_To do_
Give every line from the entries that contains "photo".

_Information provided_
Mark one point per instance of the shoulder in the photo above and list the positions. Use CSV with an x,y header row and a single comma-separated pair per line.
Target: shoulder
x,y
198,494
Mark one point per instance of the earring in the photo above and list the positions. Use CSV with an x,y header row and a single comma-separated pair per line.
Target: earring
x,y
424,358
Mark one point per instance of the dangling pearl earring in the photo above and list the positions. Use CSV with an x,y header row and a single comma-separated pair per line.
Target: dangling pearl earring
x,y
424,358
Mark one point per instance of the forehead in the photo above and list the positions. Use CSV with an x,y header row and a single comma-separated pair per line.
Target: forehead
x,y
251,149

_Exercise solution_
Mark one point per instance of the shoulder in the photo above and list the positions. Use CSV with an x,y header row and a single comma-separated pair per line.
Mark one point per instance of the earring in the photo above and list the positions. Use CSV with an x,y header row and a single comma-separated pair per line.
Mark one point per instance of the dangling pearl earring in the photo above and list the positions. Use CSV with an x,y header row and a single comma-separated pair per line.
Mark one point per instance of the forehead in the photo above and list the positions. Use CSV with an x,y header row and a single comma-separated pair per line.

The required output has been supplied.